━━ Document section
SuperPADL: Scaling Language-Directed Physics-Based Control with Progressive Supervised Distillation
ACM SIGGRAPH 2024
Jordan Juravsky (1, 2)Yunrong Guo (2)Sanja Fidler (2, 3)Xue Bin Peng (2, 4)
(1) Stanford(2) NVIDIA(3) University of Toronto(4) Simon Fraser University
Abstract
Physically-simulated models for human motion can generate high quality
responsive character animations, often in real-time. Natural
language serves as a flexible interface for controlling these models,
allowing expert and non-expert users to quickly create and
edit their animations. Many recent physics-based animation methods,
including those that use text interfaces, train control policies
using reinforcement learning (RL). However, scaling these methods
beyond several hundred motions has remained challenging.
━━━━
━━ Source material
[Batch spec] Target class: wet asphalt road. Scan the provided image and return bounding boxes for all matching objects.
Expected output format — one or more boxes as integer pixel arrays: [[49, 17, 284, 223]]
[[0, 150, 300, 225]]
━━━━
> **Stated problem A**
According to the SuperPADL abstract, what method do many recent physics-based animation approaches use to train their control policies?
> **Stated problem B**
Quote the stretch of the SuperPADL abstract from "(1) Stanford(2) NVIDIA(3)" through "has remained challenging.".
> **Stated problem C**
Write the next part of the SuperPADL abstract, picking up after its final sentence.

> **Exercise result A**
Reinforcement learning (RL).

> **Exercise result B**
(1) Stanford(2) NVIDIA(3) University of Toronto(4) Simon Fraser University
Abstract
Physically-simulated models for human motion can generate high quality
responsive character animations, often in real-time. Natural
language serves as a flexible interface for controlling these models,
allowing expert and non-expert users to quickly create and
edit their animations. Many recent physics-based animation methods,
including those that use text interfaces, train control policies
using reinforcement learning (RL). However, scaling these methods
beyond several hundred motions has remained challenging.

> **Exercise result C**
Meanwhile, kinematic animation models are able to successfully
learn from thousands of diverse motions by leveraging supervised
learning methods. Inspired by these successes, in this work we
introduce SuperPADL, a scalable framework for physics-based textto-
motion that leverages both RL and supervised learning to train
controllers on thousands of diverse motion clips. SuperPADL is
trained in stages using progressive distillation, starting with a large
number of specialized experts using RL. These experts are then
iteratively distilled into larger, more robust policies using a combination
of reinforcement learning and supervised learning. Our
final SuperPADL controller is trained on a dataset containing over
5000 skills and runs in real time on a consumer GPU. Moreover, our
policy can naturally transition between skills, allowing for users
to interactively craft multi-stage animations. We experimentally
demonstrate that SuperPADL significantly outperforms RL-based
baselines at this large data scale.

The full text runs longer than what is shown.